### Aim of the task
Reproduce the following material line for line, without changing a single character.

☆ ☆ ☆ ☆ ☆

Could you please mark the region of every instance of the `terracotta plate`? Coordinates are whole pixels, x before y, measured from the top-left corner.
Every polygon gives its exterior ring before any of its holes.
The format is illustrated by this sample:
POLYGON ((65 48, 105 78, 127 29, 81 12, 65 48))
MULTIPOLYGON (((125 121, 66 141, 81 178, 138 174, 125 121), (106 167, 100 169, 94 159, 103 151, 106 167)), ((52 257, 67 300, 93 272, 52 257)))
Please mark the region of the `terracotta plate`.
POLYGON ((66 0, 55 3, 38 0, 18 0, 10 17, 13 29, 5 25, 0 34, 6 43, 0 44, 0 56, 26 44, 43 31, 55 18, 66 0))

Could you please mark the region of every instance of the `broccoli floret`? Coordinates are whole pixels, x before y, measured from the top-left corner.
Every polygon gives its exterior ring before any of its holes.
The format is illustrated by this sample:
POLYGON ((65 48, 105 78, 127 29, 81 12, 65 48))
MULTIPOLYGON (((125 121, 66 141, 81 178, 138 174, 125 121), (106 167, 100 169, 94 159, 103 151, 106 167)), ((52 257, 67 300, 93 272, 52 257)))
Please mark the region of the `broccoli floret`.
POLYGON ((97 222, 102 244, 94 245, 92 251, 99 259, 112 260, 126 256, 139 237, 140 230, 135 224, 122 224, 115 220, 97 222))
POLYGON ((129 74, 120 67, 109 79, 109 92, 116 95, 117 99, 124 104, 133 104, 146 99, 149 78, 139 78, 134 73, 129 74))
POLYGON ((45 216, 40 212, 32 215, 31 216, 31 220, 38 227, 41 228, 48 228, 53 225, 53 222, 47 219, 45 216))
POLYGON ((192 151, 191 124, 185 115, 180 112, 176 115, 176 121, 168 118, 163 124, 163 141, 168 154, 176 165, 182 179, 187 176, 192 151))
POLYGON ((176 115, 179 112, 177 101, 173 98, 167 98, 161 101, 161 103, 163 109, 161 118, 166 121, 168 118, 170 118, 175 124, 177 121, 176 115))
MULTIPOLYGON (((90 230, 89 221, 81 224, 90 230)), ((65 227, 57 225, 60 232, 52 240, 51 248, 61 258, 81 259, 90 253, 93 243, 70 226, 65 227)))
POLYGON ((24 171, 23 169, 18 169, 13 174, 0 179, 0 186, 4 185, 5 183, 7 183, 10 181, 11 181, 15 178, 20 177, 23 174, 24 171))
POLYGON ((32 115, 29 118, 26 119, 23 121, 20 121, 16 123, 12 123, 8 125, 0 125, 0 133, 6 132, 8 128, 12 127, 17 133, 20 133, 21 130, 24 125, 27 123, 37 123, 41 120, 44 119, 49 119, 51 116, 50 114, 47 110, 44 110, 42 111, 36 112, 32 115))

☆ ☆ ☆ ☆ ☆

### Output of the task
Could you please mark the region of every instance of the `terracotta plate`? Coordinates are whole pixels, x before y, measured from the top-left corner.
Every polygon gives its exterior ring before any of its holes.
The format is illustrated by this sample:
POLYGON ((65 48, 105 78, 127 29, 81 12, 65 48))
MULTIPOLYGON (((125 121, 66 141, 81 178, 138 174, 125 121), (106 167, 100 169, 94 159, 103 151, 106 167)), ((52 257, 67 300, 93 272, 52 257)))
Please mark the region of the `terracotta plate`.
POLYGON ((66 0, 55 3, 38 0, 18 0, 10 17, 13 29, 5 25, 0 34, 6 43, 0 44, 0 56, 26 44, 43 31, 55 18, 66 0))

Could you please mark the region of every instance of the `broccoli floret`? Coordinates are whole pixels, x before y, measured from the top-left corner.
Every polygon gives its exterior ring before any of its holes.
The format is illustrated by this sample:
POLYGON ((65 48, 105 78, 127 29, 81 12, 65 48))
MULTIPOLYGON (((125 121, 66 141, 81 178, 138 174, 125 121), (106 167, 100 169, 94 159, 103 151, 106 167)), ((52 257, 67 300, 93 272, 52 257)))
Please mark the region of the `broccoli floret`.
POLYGON ((97 222, 102 244, 94 245, 92 251, 99 259, 112 260, 126 256, 139 237, 140 230, 135 224, 122 224, 115 220, 97 222))
POLYGON ((129 74, 120 67, 109 79, 109 92, 116 95, 117 99, 124 104, 133 104, 146 99, 149 78, 139 78, 134 73, 129 74))
POLYGON ((45 216, 40 212, 32 215, 31 216, 31 220, 38 227, 41 228, 48 228, 53 225, 53 222, 47 219, 45 216))
POLYGON ((192 151, 191 124, 185 115, 180 112, 176 115, 176 121, 168 118, 163 124, 163 141, 168 154, 176 165, 182 179, 187 176, 192 151))
POLYGON ((176 115, 179 112, 177 101, 173 98, 167 98, 161 101, 161 103, 163 109, 161 118, 166 121, 168 118, 170 118, 175 124, 177 121, 176 115))
MULTIPOLYGON (((90 230, 89 221, 81 224, 90 230)), ((65 227, 57 225, 60 232, 52 240, 51 248, 61 258, 81 259, 90 253, 93 243, 70 226, 65 227)))
POLYGON ((24 171, 23 169, 18 169, 13 174, 0 179, 0 186, 4 185, 5 183, 7 183, 10 181, 11 181, 15 178, 20 177, 23 174, 24 171))
POLYGON ((32 115, 29 118, 26 119, 23 121, 20 121, 16 123, 12 123, 8 125, 0 125, 0 133, 6 132, 8 128, 12 127, 17 133, 20 133, 21 130, 24 125, 27 123, 37 123, 41 120, 44 119, 49 119, 51 116, 50 114, 47 110, 44 110, 42 111, 36 112, 32 115))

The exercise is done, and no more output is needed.